Start of Task material

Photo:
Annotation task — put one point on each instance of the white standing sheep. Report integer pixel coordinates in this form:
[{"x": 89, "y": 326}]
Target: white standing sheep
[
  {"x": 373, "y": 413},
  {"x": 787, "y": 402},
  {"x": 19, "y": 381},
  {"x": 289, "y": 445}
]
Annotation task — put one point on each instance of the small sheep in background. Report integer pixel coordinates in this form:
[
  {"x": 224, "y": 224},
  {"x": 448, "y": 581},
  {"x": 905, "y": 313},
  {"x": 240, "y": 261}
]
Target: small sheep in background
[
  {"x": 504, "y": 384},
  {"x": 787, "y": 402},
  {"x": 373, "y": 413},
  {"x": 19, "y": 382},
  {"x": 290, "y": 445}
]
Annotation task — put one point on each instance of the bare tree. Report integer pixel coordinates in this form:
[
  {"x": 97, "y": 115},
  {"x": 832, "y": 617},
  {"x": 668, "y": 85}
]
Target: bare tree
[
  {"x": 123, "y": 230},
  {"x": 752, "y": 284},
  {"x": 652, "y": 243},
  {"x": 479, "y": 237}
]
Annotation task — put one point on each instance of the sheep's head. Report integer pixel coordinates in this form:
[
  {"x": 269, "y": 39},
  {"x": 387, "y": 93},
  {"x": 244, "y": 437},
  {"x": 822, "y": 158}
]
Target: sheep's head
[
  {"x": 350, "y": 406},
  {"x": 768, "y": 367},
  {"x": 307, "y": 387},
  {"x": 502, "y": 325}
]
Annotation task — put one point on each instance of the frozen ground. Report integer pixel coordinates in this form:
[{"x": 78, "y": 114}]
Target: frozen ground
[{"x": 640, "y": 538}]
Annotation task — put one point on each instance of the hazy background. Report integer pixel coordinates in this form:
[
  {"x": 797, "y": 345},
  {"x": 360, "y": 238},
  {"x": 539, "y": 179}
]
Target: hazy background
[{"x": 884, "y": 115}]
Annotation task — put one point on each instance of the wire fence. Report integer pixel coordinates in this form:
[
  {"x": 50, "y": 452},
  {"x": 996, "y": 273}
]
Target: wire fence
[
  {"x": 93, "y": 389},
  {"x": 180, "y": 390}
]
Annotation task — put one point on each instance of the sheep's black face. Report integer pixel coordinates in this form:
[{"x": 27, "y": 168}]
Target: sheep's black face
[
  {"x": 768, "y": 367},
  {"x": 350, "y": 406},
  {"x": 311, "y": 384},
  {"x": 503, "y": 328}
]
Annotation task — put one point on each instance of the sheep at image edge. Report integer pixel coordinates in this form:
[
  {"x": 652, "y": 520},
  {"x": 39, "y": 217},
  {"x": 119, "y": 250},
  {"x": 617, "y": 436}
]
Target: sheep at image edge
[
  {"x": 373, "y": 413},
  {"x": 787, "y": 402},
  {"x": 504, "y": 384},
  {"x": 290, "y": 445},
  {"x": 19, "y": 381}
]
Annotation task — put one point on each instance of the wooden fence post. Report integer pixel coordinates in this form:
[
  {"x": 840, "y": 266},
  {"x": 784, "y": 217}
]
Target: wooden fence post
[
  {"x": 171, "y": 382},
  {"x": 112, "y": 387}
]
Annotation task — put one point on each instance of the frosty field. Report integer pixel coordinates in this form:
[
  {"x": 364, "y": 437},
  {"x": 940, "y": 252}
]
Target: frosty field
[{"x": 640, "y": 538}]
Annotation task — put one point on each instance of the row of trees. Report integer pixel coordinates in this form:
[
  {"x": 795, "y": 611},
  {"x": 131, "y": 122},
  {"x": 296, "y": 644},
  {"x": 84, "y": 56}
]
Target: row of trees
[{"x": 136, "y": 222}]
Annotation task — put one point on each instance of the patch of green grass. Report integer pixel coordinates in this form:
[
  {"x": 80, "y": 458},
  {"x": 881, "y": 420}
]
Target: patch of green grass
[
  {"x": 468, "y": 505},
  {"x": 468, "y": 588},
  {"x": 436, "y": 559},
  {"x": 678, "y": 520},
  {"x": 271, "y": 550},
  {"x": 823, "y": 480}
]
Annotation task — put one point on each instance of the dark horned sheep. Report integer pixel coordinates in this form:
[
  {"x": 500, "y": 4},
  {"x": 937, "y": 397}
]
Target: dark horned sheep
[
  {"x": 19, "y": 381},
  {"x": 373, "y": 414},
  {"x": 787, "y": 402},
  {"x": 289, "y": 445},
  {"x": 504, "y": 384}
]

End of Task material

Please turn the data above into a numbered list with one item per line, leaving out any blank lines.

Output of the task:
1. Photo:
2. Annotation task — put one point on each instance of the white standing sheep. Report integer pixel coordinates in this form:
3. [{"x": 89, "y": 326}]
4. Target: white standing sheep
5. [
6.   {"x": 373, "y": 413},
7.   {"x": 787, "y": 402},
8.   {"x": 19, "y": 381},
9.   {"x": 289, "y": 445}
10. ]
11. Annotation task — put one point on each instance of the small sheep in background. Report integer pixel coordinates in this form:
12. [
13.   {"x": 224, "y": 224},
14.   {"x": 448, "y": 581},
15.   {"x": 905, "y": 313},
16.   {"x": 240, "y": 261}
17. ]
18. Target: small sheep in background
19. [
20.   {"x": 504, "y": 384},
21.   {"x": 787, "y": 402},
22.   {"x": 373, "y": 413},
23.   {"x": 19, "y": 382},
24.   {"x": 290, "y": 445}
25. ]
26. Annotation task — put one point on each instance of the bare tree. Report integer pixel coordinates in this form:
27. [
28.   {"x": 97, "y": 115},
29.   {"x": 832, "y": 617},
30.   {"x": 668, "y": 85}
31. ]
32. Target: bare tree
33. [
34.   {"x": 123, "y": 230},
35.   {"x": 752, "y": 284},
36.   {"x": 652, "y": 243},
37.   {"x": 479, "y": 237}
38. ]
39. Annotation task — put one point on each instance of the sheep's head. Report integer pixel coordinates in this form:
40. [
41.   {"x": 269, "y": 39},
42.   {"x": 387, "y": 93},
43.   {"x": 244, "y": 437},
44.   {"x": 822, "y": 158}
45. ]
46. Target: sheep's head
47. [
48.   {"x": 350, "y": 406},
49.   {"x": 768, "y": 367},
50.   {"x": 307, "y": 387},
51.   {"x": 502, "y": 325}
52. ]
53. Annotation task — put one point on each instance of the frozen ground. Report integer pixel coordinates in this form:
54. [{"x": 78, "y": 114}]
55. Target: frozen ground
56. [{"x": 640, "y": 538}]
57. Annotation task — put one point on each instance of the hazy background. Report integer pixel coordinates in this form:
58. [
59.   {"x": 797, "y": 345},
60.   {"x": 360, "y": 238},
61.   {"x": 539, "y": 179}
62. ]
63. Target: hazy background
64. [{"x": 884, "y": 115}]
65. Annotation task — put one point on each instance of the wire fence. Report integer pixel coordinates in this form:
66. [
67.   {"x": 50, "y": 452},
68.   {"x": 996, "y": 273}
69. ]
70. Target: wire fence
71. [
72.   {"x": 93, "y": 389},
73.   {"x": 180, "y": 390}
74. ]
75. Annotation task — put one point on each instance of the sheep's black face. Report integer pixel coordinates in this form:
76. [{"x": 27, "y": 168}]
77. Target: sheep's black face
78. [
79.   {"x": 768, "y": 367},
80.   {"x": 350, "y": 406},
81.   {"x": 311, "y": 384},
82.   {"x": 503, "y": 328}
83. ]
84. Annotation task — put one point on each instance of the sheep at image edge. Report integer pixel coordinates in this form:
85. [
86.   {"x": 652, "y": 520},
87.   {"x": 39, "y": 217},
88.   {"x": 119, "y": 250},
89.   {"x": 617, "y": 436}
90. ]
91. Target: sheep at image edge
92. [
93.   {"x": 373, "y": 413},
94.   {"x": 787, "y": 402},
95.   {"x": 504, "y": 384},
96.   {"x": 290, "y": 445},
97.   {"x": 19, "y": 381}
98. ]
99. Annotation task — put one point on each instance of the wooden fence post. Report integer pixel coordinates in this form:
100. [
101.   {"x": 840, "y": 266},
102.   {"x": 784, "y": 217}
103. ]
104. Target: wooden fence post
105. [
106.   {"x": 171, "y": 382},
107.   {"x": 112, "y": 387}
108. ]
109. Annotation task — put one point on each instance of the frosty field. Report integer pixel coordinates in this form:
110. [
111.   {"x": 364, "y": 437},
112.   {"x": 940, "y": 252}
113. ]
114. Target: frosty field
115. [{"x": 640, "y": 538}]
116. Annotation task — put one point on each instance of the row of trees. Report integer pixel coordinates in this form:
117. [
118.   {"x": 795, "y": 611},
119.   {"x": 131, "y": 122},
120.   {"x": 296, "y": 644},
121.   {"x": 84, "y": 56}
122. ]
123. Target: row of trees
124. [{"x": 136, "y": 222}]
125. Annotation task — put one point on each instance of the patch of green grass. Report integer pixel coordinates in this form:
126. [
127.   {"x": 80, "y": 458},
128.   {"x": 881, "y": 420}
129. ]
130. Target: patch of green grass
131. [
132.   {"x": 468, "y": 505},
133.   {"x": 468, "y": 588},
134.   {"x": 436, "y": 559},
135.   {"x": 678, "y": 520},
136.   {"x": 271, "y": 550},
137.   {"x": 823, "y": 480}
138. ]
139. Annotation task — put one point on each instance of the dark horned sheep. Report integer pixel coordinates in this form:
140. [
141.   {"x": 500, "y": 4},
142.   {"x": 937, "y": 397}
143. ]
144. Target: dark horned sheep
145. [
146.   {"x": 19, "y": 381},
147.   {"x": 373, "y": 414},
148.   {"x": 787, "y": 402},
149.   {"x": 289, "y": 445},
150.   {"x": 504, "y": 384}
151. ]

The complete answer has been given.